**Work required**
Return every record verbatim.

►

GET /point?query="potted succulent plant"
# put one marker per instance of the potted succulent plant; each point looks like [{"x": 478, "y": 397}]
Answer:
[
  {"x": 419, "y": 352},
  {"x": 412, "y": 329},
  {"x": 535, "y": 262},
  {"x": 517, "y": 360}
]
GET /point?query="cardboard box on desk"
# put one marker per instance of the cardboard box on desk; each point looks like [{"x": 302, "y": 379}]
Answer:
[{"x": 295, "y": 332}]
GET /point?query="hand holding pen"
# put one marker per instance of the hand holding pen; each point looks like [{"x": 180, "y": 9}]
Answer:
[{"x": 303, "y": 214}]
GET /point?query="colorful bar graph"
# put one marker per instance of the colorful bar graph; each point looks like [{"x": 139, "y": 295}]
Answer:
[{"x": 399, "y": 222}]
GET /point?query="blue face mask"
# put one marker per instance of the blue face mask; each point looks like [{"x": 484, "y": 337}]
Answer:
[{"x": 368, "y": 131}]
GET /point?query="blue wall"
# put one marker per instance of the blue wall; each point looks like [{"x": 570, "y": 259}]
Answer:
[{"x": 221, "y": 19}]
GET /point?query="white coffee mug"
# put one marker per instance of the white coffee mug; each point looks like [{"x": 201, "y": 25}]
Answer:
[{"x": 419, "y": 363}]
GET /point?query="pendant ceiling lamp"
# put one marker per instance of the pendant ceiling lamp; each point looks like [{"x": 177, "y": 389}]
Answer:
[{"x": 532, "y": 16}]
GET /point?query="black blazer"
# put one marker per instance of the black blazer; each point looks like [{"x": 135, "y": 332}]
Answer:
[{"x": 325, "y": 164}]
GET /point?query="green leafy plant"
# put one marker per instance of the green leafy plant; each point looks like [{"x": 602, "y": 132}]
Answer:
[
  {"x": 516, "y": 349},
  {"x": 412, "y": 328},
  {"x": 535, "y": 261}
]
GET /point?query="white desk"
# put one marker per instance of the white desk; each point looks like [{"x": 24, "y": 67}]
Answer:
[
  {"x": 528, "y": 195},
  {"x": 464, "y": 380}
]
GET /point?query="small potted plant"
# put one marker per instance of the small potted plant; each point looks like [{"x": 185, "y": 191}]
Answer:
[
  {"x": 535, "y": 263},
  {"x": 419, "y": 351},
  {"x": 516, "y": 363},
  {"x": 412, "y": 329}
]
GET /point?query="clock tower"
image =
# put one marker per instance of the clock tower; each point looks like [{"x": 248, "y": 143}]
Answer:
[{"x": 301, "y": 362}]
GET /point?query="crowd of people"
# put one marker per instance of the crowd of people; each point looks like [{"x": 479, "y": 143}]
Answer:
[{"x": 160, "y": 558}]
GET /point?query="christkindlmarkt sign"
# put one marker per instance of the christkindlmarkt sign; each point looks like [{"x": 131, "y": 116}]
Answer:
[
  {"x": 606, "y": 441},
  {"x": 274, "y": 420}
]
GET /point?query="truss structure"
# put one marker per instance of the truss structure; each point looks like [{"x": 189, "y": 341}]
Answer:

◄

**Answer to the problem**
GET /point?query="potted succulent plant"
# put one marker per instance of the potted succulent plant; each point looks like [{"x": 478, "y": 397}]
Answer:
[
  {"x": 419, "y": 352},
  {"x": 412, "y": 329},
  {"x": 535, "y": 262},
  {"x": 517, "y": 360}
]
GET /point?query="cardboard box on desk"
# put one marker per instance of the cardboard box on desk; each point looks like [{"x": 302, "y": 379}]
Answer:
[{"x": 295, "y": 332}]
GET /point?query="hand holding pen"
# put one marker per instance of the hand holding pen; each point looks like [{"x": 180, "y": 9}]
Answer:
[{"x": 303, "y": 214}]
GET /point?query="colorful bar graph"
# put one marker per instance of the colorful bar graph; each point looks like [{"x": 139, "y": 295}]
Answer:
[{"x": 399, "y": 222}]
GET /point?query="blue face mask"
# put one marker per instance of the blue face mask; each point looks like [{"x": 484, "y": 337}]
Answer:
[{"x": 368, "y": 131}]
GET /point?query="blue wall"
# put one marker per instance of the blue wall; each point looks like [{"x": 570, "y": 259}]
Answer:
[{"x": 221, "y": 19}]
GET /point?query="white coffee mug"
# put one marker per instance of the white coffee mug; each point looks like [{"x": 201, "y": 25}]
Answer:
[{"x": 419, "y": 363}]
GET /point?query="pendant ceiling lamp"
# put one marker per instance of the pendant ceiling lamp; each point looks like [{"x": 177, "y": 389}]
Answer:
[{"x": 532, "y": 16}]
GET /point?query="black blazer"
# put one marker per instance of the black blazer; each point looks like [{"x": 135, "y": 332}]
Answer:
[{"x": 325, "y": 164}]
GET /point?query="green leafy plant"
# put one marker per instance of the green leafy plant; each point looks like [{"x": 602, "y": 132}]
Answer:
[
  {"x": 516, "y": 349},
  {"x": 412, "y": 328},
  {"x": 535, "y": 261}
]
GET /point?query="white desk"
# put one marker per instance of the white desk; each point looks like [{"x": 24, "y": 67}]
Answer:
[
  {"x": 528, "y": 195},
  {"x": 464, "y": 380}
]
GET /point?query="small potted plant"
# put one marker per instance of the small potted plant; each point looks like [{"x": 185, "y": 191}]
Answer:
[
  {"x": 535, "y": 263},
  {"x": 419, "y": 351},
  {"x": 516, "y": 363},
  {"x": 412, "y": 329}
]
GET /point?query="clock tower"
image =
# put one marker per instance of the clock tower; each point looks like [{"x": 248, "y": 143}]
Answer:
[{"x": 301, "y": 362}]
GET /point?query="crowd of people"
# put one marker per instance of the crowd of people; each point looks like [{"x": 479, "y": 143}]
Answer:
[{"x": 160, "y": 558}]
GET /point?query="christkindlmarkt sign"
# put one marker per instance of the christkindlmarkt sign; each point looks like [{"x": 131, "y": 116}]
Answer:
[
  {"x": 606, "y": 441},
  {"x": 274, "y": 420}
]
GET /point?query="truss structure"
# put one marker per instance of the truss structure; each point looks like [{"x": 189, "y": 341}]
Answer:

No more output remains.